BRIEF
Could you set down exactly the lines in the records below between the line holding "Query: bird's beak tip" and the line holding "Query: brown mottled wing pattern", inclusive?

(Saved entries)
⟨

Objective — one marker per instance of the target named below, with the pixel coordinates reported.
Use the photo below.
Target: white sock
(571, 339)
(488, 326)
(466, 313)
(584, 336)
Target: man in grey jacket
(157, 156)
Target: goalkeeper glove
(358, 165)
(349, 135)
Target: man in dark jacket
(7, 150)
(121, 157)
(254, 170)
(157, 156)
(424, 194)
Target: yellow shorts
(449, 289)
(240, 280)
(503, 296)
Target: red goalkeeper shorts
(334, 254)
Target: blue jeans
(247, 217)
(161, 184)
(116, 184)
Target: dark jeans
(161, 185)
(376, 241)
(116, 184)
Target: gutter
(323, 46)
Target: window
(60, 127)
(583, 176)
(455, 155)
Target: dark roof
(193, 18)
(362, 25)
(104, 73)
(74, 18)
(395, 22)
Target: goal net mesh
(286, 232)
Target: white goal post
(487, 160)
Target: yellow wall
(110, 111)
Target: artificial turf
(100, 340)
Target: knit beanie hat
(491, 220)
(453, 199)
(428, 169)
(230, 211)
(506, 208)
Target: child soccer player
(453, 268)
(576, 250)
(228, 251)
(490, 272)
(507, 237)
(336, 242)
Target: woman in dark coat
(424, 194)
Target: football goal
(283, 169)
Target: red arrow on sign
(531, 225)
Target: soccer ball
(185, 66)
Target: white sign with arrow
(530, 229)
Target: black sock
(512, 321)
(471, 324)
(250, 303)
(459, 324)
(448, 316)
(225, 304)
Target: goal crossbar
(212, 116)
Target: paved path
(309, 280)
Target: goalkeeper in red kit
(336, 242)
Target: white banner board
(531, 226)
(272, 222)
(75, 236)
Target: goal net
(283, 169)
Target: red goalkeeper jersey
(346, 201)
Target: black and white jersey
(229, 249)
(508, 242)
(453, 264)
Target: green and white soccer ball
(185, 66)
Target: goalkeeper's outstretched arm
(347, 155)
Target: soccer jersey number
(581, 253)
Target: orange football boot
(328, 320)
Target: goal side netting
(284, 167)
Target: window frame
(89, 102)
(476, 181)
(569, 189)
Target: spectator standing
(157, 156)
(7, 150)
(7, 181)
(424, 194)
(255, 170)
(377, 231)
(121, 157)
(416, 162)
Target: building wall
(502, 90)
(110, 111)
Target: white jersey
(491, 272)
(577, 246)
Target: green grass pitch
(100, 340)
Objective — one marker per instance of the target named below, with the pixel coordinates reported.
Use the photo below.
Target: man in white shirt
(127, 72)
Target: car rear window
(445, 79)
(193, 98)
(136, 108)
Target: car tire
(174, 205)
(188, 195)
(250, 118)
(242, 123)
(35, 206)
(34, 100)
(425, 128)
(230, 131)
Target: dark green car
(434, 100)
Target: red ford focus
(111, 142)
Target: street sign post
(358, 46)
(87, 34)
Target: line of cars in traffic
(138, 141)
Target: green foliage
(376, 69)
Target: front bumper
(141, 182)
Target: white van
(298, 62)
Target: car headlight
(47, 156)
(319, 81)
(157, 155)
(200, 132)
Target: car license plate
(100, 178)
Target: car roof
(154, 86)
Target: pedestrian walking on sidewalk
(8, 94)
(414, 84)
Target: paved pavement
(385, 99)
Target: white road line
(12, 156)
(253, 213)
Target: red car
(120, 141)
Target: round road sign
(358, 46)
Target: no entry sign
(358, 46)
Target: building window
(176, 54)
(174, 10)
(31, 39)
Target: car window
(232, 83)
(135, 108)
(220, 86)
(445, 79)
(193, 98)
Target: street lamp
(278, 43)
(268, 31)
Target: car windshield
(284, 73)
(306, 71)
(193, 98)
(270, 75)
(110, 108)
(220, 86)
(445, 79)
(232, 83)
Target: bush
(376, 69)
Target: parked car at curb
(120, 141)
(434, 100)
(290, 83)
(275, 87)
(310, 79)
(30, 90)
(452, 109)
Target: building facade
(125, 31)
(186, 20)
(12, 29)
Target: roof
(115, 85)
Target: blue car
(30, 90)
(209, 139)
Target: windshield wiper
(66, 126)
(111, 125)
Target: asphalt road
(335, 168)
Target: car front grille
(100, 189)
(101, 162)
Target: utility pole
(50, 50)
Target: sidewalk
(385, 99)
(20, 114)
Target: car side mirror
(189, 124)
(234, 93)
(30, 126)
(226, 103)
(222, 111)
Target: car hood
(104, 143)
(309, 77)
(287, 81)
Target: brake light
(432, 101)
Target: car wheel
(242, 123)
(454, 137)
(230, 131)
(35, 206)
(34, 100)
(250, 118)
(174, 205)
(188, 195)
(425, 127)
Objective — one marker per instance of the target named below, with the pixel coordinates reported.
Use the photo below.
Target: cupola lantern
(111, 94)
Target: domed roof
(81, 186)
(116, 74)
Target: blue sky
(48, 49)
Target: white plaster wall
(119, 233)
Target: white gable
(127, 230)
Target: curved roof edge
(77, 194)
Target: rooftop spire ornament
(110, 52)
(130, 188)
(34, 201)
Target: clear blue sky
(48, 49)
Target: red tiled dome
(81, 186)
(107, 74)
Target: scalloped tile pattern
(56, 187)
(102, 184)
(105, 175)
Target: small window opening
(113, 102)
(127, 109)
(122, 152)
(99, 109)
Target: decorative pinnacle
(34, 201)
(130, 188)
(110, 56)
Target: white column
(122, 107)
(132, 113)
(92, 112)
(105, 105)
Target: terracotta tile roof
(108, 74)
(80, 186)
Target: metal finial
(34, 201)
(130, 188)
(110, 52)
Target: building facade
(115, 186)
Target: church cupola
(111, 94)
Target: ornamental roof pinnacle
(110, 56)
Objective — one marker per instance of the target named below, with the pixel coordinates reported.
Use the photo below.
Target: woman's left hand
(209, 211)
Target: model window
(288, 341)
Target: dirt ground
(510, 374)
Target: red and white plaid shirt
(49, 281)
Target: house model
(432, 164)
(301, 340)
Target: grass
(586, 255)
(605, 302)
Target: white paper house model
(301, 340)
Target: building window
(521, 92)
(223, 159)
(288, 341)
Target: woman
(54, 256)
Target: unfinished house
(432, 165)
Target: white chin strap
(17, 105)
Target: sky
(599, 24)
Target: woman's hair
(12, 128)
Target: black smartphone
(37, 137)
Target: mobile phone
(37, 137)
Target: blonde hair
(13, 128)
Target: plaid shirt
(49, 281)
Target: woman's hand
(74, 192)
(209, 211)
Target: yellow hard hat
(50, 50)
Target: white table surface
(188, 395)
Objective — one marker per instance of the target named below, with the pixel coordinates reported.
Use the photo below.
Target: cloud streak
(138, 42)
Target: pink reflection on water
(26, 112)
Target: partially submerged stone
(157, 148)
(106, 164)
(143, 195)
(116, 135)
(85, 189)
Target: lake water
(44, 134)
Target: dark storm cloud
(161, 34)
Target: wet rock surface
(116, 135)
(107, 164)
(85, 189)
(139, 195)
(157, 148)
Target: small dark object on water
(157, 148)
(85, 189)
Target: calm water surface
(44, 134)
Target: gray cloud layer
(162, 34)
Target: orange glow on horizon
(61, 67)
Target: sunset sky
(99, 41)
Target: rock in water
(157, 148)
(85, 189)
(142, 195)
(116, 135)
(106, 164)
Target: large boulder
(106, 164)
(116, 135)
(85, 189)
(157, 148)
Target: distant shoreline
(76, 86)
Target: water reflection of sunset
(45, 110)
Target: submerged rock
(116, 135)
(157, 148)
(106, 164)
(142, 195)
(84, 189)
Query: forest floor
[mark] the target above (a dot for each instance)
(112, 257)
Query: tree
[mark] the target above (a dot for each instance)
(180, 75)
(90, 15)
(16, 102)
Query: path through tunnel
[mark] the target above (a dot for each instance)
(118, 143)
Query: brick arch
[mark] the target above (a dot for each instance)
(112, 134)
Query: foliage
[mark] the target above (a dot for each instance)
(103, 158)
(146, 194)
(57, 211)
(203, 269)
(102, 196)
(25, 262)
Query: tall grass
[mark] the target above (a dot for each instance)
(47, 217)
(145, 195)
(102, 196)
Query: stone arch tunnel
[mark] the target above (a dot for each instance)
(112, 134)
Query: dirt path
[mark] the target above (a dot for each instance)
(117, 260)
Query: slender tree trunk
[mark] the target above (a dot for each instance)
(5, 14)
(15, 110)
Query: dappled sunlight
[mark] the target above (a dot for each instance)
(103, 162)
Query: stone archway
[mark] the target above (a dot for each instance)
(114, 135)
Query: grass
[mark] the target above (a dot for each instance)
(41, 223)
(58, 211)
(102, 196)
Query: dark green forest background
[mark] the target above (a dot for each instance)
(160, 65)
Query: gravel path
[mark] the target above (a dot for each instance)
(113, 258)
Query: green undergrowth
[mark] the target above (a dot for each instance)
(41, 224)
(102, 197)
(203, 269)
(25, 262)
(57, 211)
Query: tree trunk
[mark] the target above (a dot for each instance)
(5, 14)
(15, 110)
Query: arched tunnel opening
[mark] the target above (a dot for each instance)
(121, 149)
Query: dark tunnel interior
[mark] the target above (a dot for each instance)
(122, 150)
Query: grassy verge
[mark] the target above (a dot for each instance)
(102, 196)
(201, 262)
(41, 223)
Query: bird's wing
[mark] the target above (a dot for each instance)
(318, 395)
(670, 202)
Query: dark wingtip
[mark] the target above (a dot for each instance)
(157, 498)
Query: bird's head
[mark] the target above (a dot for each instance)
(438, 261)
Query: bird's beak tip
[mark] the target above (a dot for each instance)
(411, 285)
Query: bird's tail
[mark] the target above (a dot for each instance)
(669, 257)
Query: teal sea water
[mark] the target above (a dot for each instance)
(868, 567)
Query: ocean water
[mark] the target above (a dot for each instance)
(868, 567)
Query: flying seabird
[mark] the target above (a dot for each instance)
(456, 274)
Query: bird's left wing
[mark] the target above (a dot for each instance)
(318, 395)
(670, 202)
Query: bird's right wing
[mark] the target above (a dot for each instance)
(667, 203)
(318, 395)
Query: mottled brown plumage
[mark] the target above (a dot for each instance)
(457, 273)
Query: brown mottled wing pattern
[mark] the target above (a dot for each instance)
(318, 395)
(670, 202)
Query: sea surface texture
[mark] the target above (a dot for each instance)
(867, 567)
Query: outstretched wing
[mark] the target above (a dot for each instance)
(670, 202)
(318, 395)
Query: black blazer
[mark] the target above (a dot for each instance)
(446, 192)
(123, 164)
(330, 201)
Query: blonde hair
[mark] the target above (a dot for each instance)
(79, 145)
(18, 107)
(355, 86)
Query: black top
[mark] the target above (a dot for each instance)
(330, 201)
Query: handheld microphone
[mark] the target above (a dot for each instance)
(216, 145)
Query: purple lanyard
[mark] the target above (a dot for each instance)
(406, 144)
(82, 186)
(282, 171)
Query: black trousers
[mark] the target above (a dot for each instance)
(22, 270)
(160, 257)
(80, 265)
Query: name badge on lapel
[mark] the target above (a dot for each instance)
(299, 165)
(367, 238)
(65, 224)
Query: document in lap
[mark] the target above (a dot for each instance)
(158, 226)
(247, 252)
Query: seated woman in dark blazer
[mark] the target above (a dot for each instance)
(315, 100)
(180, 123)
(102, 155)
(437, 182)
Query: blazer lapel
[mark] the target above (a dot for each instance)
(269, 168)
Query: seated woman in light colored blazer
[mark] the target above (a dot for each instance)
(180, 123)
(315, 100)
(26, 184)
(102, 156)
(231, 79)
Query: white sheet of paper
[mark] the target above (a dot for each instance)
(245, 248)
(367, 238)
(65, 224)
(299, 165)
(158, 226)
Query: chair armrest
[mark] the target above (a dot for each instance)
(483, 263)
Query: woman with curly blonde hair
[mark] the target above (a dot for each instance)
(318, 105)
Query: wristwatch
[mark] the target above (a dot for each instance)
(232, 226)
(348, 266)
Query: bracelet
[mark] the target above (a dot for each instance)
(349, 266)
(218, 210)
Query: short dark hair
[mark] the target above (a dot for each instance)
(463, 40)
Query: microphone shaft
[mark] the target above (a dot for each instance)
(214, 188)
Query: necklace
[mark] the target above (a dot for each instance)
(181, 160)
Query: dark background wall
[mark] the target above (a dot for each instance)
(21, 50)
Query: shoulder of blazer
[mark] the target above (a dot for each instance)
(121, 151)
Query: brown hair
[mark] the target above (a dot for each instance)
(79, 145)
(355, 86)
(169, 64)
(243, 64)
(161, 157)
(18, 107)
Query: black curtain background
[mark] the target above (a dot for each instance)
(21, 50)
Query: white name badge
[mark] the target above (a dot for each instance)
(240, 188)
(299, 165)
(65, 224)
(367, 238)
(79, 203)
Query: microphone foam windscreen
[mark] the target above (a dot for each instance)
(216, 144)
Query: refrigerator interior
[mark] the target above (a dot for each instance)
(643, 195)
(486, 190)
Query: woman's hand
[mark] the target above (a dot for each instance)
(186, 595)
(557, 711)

⟩

WRITTEN SOLUTION
Query: bird's beak tip
[mark] the target above (a dot for each instance)
(411, 285)
Query: bird's tail
[mark] the target above (a dot for each instance)
(669, 257)
Query: teal sea water
[mark] the target above (a dot for each instance)
(868, 567)
Query: ocean water
[mark] the target above (a dot for each instance)
(868, 567)
Query: flying seabird
[mark] the target above (a dot for each instance)
(456, 274)
Query: bird's left wing
[mark] the target above (a dot for each instance)
(318, 395)
(670, 202)
Query: bird's right wing
[mark] the target above (a dot for each instance)
(667, 203)
(318, 395)
Query: mottled brown plumage
[mark] the target above (a dot for each instance)
(457, 273)
Query: brown mottled wing pattern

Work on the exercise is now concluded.